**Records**
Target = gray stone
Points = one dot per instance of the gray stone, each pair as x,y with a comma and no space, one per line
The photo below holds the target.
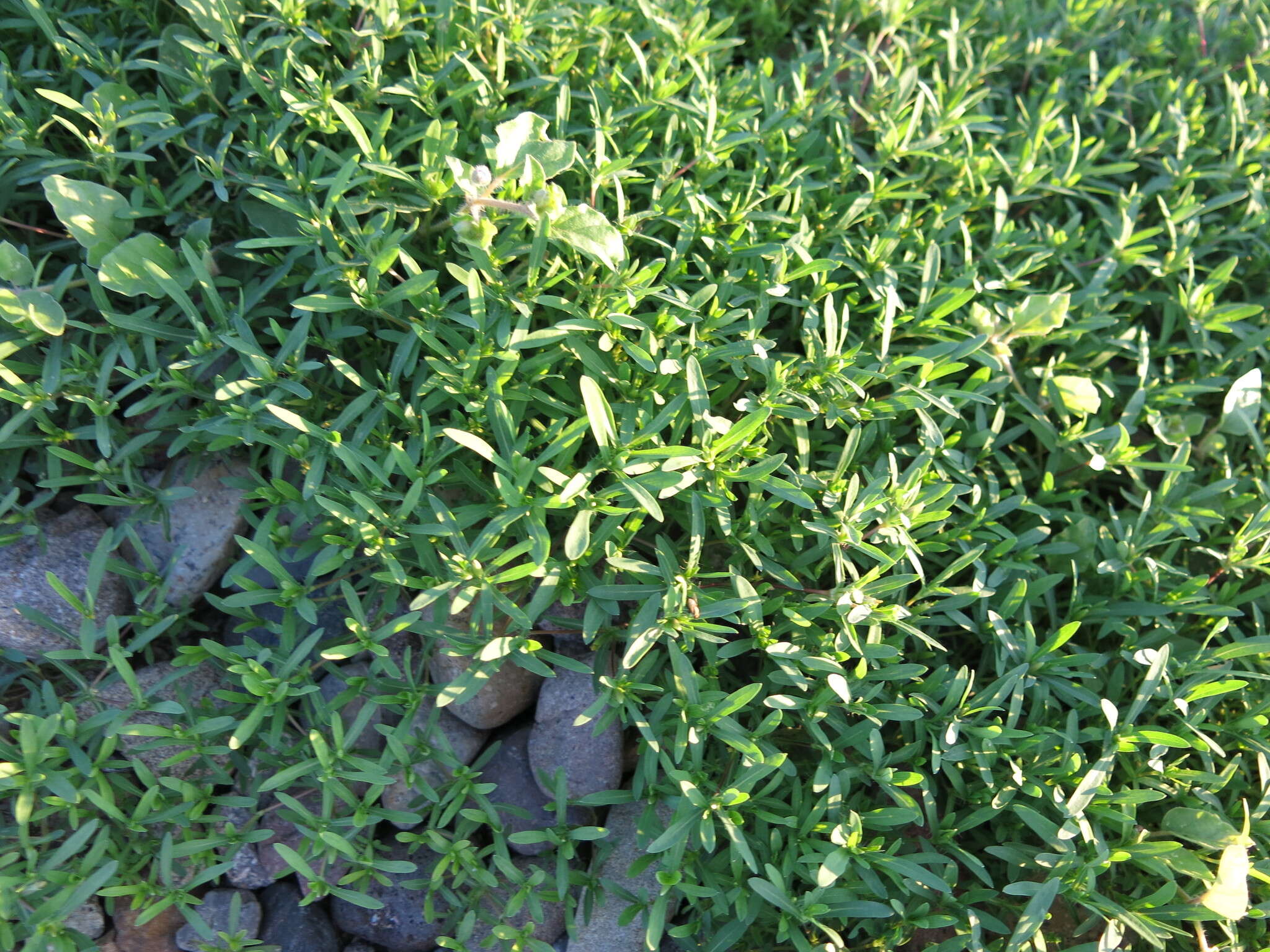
602,932
332,609
293,927
198,544
88,919
549,930
64,547
591,763
564,621
285,832
508,691
510,770
448,734
402,924
247,873
190,689
215,912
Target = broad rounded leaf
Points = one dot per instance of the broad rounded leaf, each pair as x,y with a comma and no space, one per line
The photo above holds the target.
14,266
35,306
1076,395
526,136
1038,315
92,214
138,266
1242,405
588,231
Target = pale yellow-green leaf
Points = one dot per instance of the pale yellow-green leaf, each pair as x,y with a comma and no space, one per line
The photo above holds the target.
1228,896
1076,395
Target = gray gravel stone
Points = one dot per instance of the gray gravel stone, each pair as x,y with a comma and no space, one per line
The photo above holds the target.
508,691
215,912
459,739
591,763
247,873
602,932
510,770
331,611
283,832
293,927
402,924
64,547
549,930
198,544
88,919
193,684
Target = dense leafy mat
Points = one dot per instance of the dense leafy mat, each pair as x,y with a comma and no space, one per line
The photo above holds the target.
892,404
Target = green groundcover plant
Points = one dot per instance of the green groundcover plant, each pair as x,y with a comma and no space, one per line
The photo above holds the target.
883,379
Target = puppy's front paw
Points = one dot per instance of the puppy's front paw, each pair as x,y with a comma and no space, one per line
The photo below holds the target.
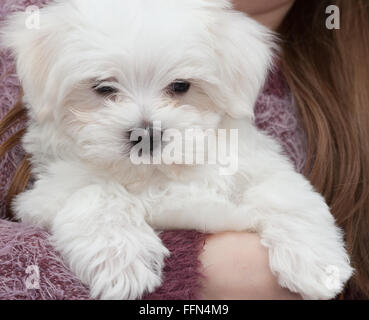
126,275
122,266
314,275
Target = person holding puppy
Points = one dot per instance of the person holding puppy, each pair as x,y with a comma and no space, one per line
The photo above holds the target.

**What you are asked to do**
Copy the items word for word, from the line containing "Target = dense leafy mat" through the end of the records. Leave the pictures out of your copy.

**Exercise answer**
Target = dense leafy mat
Points = one dot per instance of the dense leafy mat, each pair as x,y with a comma and no space, one per line
The photo above holds the target.
892,404
Target = green groundcover plant
Points = one dot per instance of the green groundcover plant, each pair as x,y with a comma and no space, one per line
The photo above holds the target.
883,379
Target = puppy's front paw
Points = one dot per instance of the puppy's front paw, each pair as x,y with a comma and no space, one per line
The photo below holds the target.
126,275
122,266
314,275
Target = person holding puppy
Points = one dot per instance of the person holding puppy, each pair as x,y with a comma and no space, one per line
The photo above holds the target.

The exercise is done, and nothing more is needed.